# WHAT TO WORK ON
(a) Does each of these statements agree with the forum thread on attaching corals? Answer yes or no for each, and quote the words of the thread that decide it. (i) Superglue caused the coral's base to crumble. (ii) Jens has used the stocking-strip method on Dendros. (iii) After the heads were cut apart, the rubberband stayed stretched tight around the rock.
(b) Duplicate the stretch of the forum thread on attaching corals from "You could try" through "worked quite well.".

··· TEXT SHOWN ···

I found out that Superglue makes the base crumble like bread crumbs.
Then I found out that a Loose rubberband is still enough to cut the two pieces in half (tried rubberbanding inbetween tow heads not I have two seperate heads).
Soo what is the proper way of attaching these georgous corals to a rock?
 
Hi Thurge, I think the best suggested method so far is let it settle on the substrate in a low flow area, and if things go well it will attach itself, once it has attached to substrate you can glue the substrate to a rock. Unfortunately things arent going to well for this species in captivity hence this thread and hopefully a new forum. Could you describe your tank and equipment a little bit? Thanks :)
 
HI Thurge

You could try a strip cut out of a stocking, the material stretches and does not cut trough the coral but rather wraps around, plus it allows the water to circulate through. I haven't tried this with Dendros, but with several other soft corals (Lemnalia etc) and it worked quite well.

Good luck

Jens
 
Jens, I am not sure even that would work. Now that the rubberband cut the two heads appart the band isn't streched at all, its loosly looped around the rock.
From the reading, it does seem that just letting it lay may be the only thing to do. I will slip some larger rocks under where they are laying to make my life easier.

··· THE DATA ···

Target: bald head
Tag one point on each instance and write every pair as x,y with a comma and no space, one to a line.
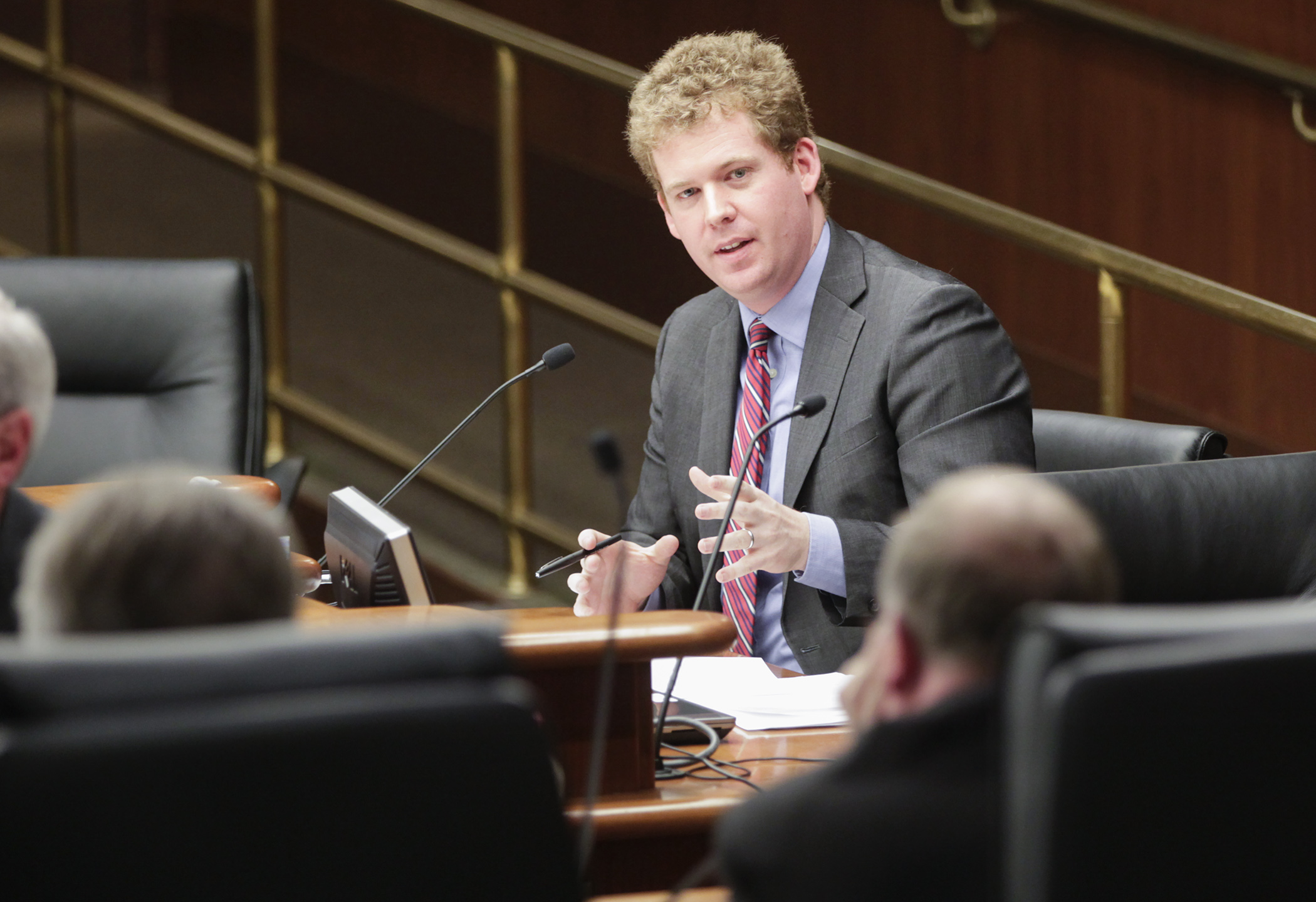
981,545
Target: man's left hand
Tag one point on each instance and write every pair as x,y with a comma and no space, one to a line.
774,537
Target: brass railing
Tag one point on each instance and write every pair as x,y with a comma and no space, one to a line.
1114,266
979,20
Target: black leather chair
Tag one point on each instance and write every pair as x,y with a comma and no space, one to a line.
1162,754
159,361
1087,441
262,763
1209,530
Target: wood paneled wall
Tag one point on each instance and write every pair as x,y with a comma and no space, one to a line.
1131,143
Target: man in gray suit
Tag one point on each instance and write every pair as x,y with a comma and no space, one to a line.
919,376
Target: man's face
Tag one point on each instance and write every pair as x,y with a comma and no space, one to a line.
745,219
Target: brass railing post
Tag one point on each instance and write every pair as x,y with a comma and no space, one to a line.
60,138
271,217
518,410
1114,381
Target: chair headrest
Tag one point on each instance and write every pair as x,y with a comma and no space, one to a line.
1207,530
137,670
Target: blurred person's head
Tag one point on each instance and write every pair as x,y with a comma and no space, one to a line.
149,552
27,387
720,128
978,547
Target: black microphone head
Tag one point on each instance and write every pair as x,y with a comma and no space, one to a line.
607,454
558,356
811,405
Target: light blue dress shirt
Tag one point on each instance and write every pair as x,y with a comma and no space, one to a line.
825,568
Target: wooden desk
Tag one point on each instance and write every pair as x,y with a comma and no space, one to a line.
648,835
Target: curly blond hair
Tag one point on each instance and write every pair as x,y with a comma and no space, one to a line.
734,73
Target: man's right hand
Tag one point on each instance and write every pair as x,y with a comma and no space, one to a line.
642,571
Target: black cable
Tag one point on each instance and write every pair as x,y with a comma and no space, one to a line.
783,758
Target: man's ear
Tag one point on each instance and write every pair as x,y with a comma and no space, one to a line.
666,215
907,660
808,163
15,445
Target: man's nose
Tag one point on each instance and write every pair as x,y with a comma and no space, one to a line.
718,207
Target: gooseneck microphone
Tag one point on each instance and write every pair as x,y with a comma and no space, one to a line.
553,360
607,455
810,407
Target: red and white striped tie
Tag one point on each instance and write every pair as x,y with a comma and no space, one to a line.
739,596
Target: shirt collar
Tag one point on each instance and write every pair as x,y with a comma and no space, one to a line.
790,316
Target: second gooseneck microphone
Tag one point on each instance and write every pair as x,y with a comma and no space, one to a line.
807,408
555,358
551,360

···

# LIST OF ANSWERS
(a)
(i) Yes: "I found out that Superglue makes the base crumble like bread crumbs."
(ii) No: "I haven't tried this with Dendros"
(iii) No: "the band isn't streched at all, its loosly looped around the rock."

(b)
You could try a strip cut out of a stocking, the material stretches and does not cut trough the coral but rather wraps around, plus it allows the water to circulate through. I haven't tried this with Dendros, but with several other soft corals (Lemnalia etc) and it worked quite well.